What you are asked to do - Repeat the records. Match each character exactly.

Source records -

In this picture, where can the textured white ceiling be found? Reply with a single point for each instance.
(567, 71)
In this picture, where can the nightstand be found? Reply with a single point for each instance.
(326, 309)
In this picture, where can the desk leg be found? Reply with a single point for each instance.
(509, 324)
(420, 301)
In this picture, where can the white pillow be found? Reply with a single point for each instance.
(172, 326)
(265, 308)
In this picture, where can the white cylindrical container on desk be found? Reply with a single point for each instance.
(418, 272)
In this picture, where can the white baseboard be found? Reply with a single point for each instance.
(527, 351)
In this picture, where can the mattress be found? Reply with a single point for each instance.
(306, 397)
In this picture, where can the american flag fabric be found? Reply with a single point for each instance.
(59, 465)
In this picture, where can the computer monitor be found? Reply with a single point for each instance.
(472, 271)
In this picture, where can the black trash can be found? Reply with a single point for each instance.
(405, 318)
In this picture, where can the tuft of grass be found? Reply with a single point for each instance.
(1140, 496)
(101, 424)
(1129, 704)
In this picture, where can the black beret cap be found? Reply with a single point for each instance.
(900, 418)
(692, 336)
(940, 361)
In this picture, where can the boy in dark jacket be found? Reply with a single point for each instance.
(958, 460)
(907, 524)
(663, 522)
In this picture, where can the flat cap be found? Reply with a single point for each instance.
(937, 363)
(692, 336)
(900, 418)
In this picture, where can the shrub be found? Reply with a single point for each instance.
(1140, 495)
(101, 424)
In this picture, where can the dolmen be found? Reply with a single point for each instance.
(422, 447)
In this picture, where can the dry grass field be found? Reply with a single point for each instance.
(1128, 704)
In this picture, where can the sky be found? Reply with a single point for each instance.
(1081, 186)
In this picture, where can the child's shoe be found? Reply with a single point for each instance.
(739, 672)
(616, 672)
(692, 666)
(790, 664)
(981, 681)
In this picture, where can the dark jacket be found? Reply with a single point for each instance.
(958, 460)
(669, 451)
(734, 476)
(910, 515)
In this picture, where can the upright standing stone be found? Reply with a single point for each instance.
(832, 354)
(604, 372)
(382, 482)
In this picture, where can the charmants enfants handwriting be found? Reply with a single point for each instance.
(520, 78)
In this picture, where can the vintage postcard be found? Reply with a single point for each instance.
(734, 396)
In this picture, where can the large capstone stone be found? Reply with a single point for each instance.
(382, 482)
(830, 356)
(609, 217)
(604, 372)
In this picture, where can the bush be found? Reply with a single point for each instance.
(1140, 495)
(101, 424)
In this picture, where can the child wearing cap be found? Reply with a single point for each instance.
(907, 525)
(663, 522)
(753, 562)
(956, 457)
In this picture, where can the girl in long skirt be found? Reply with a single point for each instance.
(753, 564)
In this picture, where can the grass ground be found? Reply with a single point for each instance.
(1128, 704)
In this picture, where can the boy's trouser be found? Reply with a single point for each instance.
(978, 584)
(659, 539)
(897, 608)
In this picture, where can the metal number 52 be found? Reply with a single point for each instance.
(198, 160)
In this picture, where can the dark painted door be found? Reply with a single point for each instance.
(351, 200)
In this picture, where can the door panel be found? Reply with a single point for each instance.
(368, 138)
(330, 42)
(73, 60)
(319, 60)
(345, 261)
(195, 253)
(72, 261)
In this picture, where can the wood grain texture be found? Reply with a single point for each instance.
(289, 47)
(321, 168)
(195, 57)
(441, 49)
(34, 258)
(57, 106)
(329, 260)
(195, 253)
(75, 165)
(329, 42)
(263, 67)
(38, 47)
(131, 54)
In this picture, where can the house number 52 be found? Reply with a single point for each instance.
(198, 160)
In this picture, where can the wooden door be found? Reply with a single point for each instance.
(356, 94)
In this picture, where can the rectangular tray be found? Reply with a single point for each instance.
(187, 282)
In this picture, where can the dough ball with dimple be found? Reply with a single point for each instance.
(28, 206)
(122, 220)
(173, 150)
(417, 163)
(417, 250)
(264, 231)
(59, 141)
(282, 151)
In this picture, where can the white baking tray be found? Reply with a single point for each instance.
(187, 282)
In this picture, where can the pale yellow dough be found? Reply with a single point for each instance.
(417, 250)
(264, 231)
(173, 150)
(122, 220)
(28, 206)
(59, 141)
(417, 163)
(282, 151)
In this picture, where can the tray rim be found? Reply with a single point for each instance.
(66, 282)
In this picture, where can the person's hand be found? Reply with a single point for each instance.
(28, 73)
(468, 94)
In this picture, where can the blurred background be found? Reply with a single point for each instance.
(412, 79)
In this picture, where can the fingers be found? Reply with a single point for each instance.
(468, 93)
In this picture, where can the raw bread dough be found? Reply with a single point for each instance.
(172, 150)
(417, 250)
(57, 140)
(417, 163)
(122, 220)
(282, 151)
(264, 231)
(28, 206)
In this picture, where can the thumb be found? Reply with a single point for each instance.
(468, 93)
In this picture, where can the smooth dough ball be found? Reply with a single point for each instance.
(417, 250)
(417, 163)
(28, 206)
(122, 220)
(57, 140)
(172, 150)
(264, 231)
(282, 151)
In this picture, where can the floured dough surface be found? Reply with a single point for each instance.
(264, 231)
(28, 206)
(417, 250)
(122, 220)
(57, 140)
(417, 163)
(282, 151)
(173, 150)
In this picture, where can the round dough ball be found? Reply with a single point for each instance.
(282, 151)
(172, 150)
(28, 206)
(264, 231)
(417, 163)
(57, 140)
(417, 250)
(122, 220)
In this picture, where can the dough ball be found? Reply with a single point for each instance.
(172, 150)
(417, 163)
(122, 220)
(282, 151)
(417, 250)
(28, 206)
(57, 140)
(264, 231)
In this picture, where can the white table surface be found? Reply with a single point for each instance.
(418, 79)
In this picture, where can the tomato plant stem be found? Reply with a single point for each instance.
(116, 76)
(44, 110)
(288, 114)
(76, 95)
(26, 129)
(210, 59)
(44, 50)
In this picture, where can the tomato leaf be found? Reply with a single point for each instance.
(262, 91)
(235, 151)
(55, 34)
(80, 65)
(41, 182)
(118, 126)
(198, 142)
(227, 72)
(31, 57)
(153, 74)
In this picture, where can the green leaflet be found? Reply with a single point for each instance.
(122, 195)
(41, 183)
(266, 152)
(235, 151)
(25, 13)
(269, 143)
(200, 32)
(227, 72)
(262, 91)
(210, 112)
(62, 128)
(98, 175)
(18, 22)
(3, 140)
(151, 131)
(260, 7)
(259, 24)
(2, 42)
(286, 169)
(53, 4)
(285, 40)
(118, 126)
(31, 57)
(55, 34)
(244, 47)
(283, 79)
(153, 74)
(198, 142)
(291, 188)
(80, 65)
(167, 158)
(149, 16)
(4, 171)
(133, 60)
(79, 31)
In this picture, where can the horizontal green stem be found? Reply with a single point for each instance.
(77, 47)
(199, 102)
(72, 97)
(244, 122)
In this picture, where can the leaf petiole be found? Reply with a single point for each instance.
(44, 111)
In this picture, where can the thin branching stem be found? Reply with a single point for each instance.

Worked solution -
In this picture, where can the textured white ceiling be found? Reply with a single point for each instance.
(567, 71)
In this picture, where can the nightstand be found? Reply with a single point for each instance.
(326, 309)
In this picture, where can the desk leg be found? Reply with a single point for each instance.
(509, 324)
(420, 301)
In this picture, where can the white pillow be found? Reply with a single point for each instance.
(172, 326)
(265, 308)
In this picture, where can the white cylindrical container on desk be found? Reply with a single point for each instance.
(418, 272)
In this picture, where can the white baseboard be found? Reply with a single point for each instance.
(527, 351)
In this picture, where can the mattress be found? Reply with a single point for each instance.
(306, 397)
In this picture, where can the american flag fabric be found? Reply with a single point for each instance.
(59, 465)
In this picture, where can the computer monitor be found? Reply with a single point for each instance.
(472, 271)
In this picture, where can the black trash can be found? Reply with a single point for each instance.
(405, 318)
In this picture, where can the tuft of grass be found? Reply with a single point for each instance.
(1140, 496)
(101, 424)
(1129, 704)
In this picture, where can the black beret cap be found? Reply with a single point for each instance.
(900, 418)
(692, 336)
(940, 361)
In this picture, where can the boy in dark jacket be found? Reply with a single point for each instance.
(958, 460)
(907, 524)
(663, 522)
In this picture, where can the flat cap be found? Reply with a single point for each instance.
(937, 363)
(692, 336)
(900, 418)
In this picture, where can the shrub be found? Reply with a single point for each instance.
(1140, 495)
(101, 424)
In this picture, where can the dolmen be found? Reply with a single point for each instance.
(422, 447)
In this picture, where can the dry grass field be found? Reply with a single point for each instance.
(1128, 704)
In this picture, where can the sky be found? Reply with a single point for each instance.
(1081, 186)
In this picture, where can the child's shoe be found? Reply with a single point for each instance.
(739, 672)
(616, 672)
(692, 666)
(790, 664)
(981, 681)
In this picture, where can the dark jacket be found? Reply with a single point for each instance.
(958, 460)
(669, 451)
(734, 476)
(910, 515)
In this picture, where can the upright standing stone be found? Reply with a single point for each instance.
(832, 354)
(604, 372)
(382, 482)
In this picture, where can the charmants enfants handwriting be found? Reply with a single point for each instance.
(520, 78)
In this picture, where can the vintage postcard be found? Reply with a single point for each instance.
(734, 396)
In this picture, where can the large capstone stone be found? Reply with a single point for each instance.
(382, 482)
(830, 356)
(609, 217)
(604, 372)
In this picture, where can the bush be found? Reply with a single point for each instance.
(1140, 495)
(101, 424)
In this picture, where can the child wearing cap be found? Reply with a single point for each instance.
(907, 525)
(663, 522)
(753, 562)
(956, 457)
In this picture, where can the girl in long skirt be found? Reply with a single point for each instance.
(753, 564)
In this picture, where can the grass ground be found? Reply with a single point for each instance.
(1128, 704)
In this picture, where can the boy's trouser be found? Reply with a single point for each instance.
(978, 584)
(659, 539)
(897, 608)
In this picture, where can the metal number 52 be found? Reply with a single point for each instance.
(198, 160)
In this picture, where can the dark painted door be found? Reply with a single point for each instance.
(351, 200)
In this picture, where can the door panel be found? Reply with a single point for each instance.
(368, 138)
(330, 42)
(73, 60)
(319, 60)
(345, 261)
(195, 253)
(72, 261)
In this picture, where can the wood grain texture be found? Reply with a single point for each instance.
(289, 47)
(321, 168)
(195, 57)
(441, 49)
(34, 258)
(57, 106)
(329, 260)
(195, 253)
(75, 165)
(329, 42)
(263, 67)
(38, 47)
(131, 54)
In this picture, where can the house number 52 be found? Reply with a single point for each instance.
(198, 160)
In this picture, where can the wooden door be found? Reply with a single point for each instance.
(356, 94)
In this picture, where can the rectangular tray be found? Reply with a single point for each instance.
(187, 282)
In this picture, where can the dough ball with dimple be found? Reply with a single point for each instance.
(28, 206)
(122, 220)
(173, 150)
(417, 163)
(417, 250)
(264, 231)
(59, 141)
(282, 151)
In this picture, where can the white baking tray be found? Reply with a single point for each instance.
(187, 282)
In this picture, where can the pale yellow dough be found? Reply with a single point for each instance.
(417, 250)
(264, 231)
(173, 150)
(122, 220)
(28, 206)
(59, 141)
(417, 163)
(282, 151)
In this picture, where can the tray rim be found? Reply with a single point for each instance.
(66, 282)
In this picture, where can the person's hand be found? Reply with a single point for each instance.
(28, 73)
(468, 94)
In this picture, where can the blurred background be found? Reply with a single point for each instance.
(412, 79)
In this picture, where can the fingers be found? Reply with a single point for each instance.
(468, 93)
In this picture, where can the raw bread dough be found? Reply with a single point for each instance.
(172, 150)
(417, 250)
(57, 140)
(417, 163)
(122, 220)
(282, 151)
(264, 231)
(28, 206)
In this picture, where can the thumb be found? Reply with a single point for each instance.
(468, 93)
In this picture, where can the smooth dough ball be found? Reply with a single point for each instance.
(417, 250)
(417, 163)
(28, 206)
(122, 220)
(57, 140)
(172, 150)
(264, 231)
(282, 151)
In this picture, where can the floured dough surface be found? Reply with a single point for each instance.
(264, 231)
(28, 206)
(417, 250)
(122, 220)
(57, 140)
(417, 163)
(282, 151)
(173, 150)
In this picture, where can the round dough ball be found? Reply with a single point for each instance.
(282, 151)
(172, 150)
(28, 206)
(264, 231)
(417, 163)
(57, 140)
(417, 250)
(122, 220)
In this picture, where can the dough ball be found? Reply with a single point for each instance.
(172, 150)
(417, 163)
(122, 220)
(282, 151)
(417, 250)
(28, 206)
(57, 140)
(264, 231)
In this picture, where can the white table surface be found? Reply with a single point for each instance.
(418, 79)
In this picture, where can the tomato plant stem be found? Reply with a single point for each instance.
(116, 76)
(44, 110)
(288, 114)
(76, 95)
(26, 129)
(210, 59)
(44, 50)
In this picture, where can the tomato leaf be found? Reply with a single point for each instance.
(262, 91)
(235, 151)
(55, 34)
(80, 65)
(41, 182)
(118, 126)
(198, 142)
(227, 72)
(31, 57)
(153, 74)
In this picture, where can the green leaflet be found? Reply with a single point for each instance.
(122, 195)
(41, 183)
(266, 152)
(235, 151)
(25, 13)
(269, 143)
(200, 32)
(227, 72)
(262, 91)
(210, 112)
(62, 128)
(98, 175)
(18, 22)
(3, 140)
(151, 131)
(260, 7)
(259, 24)
(2, 42)
(286, 169)
(53, 4)
(285, 40)
(118, 126)
(31, 57)
(55, 34)
(244, 47)
(283, 79)
(153, 74)
(198, 142)
(291, 188)
(80, 65)
(167, 158)
(149, 16)
(4, 171)
(133, 60)
(79, 31)
In this picture, where can the horizontal green stem be found? Reply with a single point for each instance.
(77, 47)
(199, 102)
(72, 97)
(244, 122)
In this picture, where can the leaf petiole be found? Reply with a single point for each instance.
(44, 111)
In this picture, where can the thin branching stem be found? Reply with a single point for each instance.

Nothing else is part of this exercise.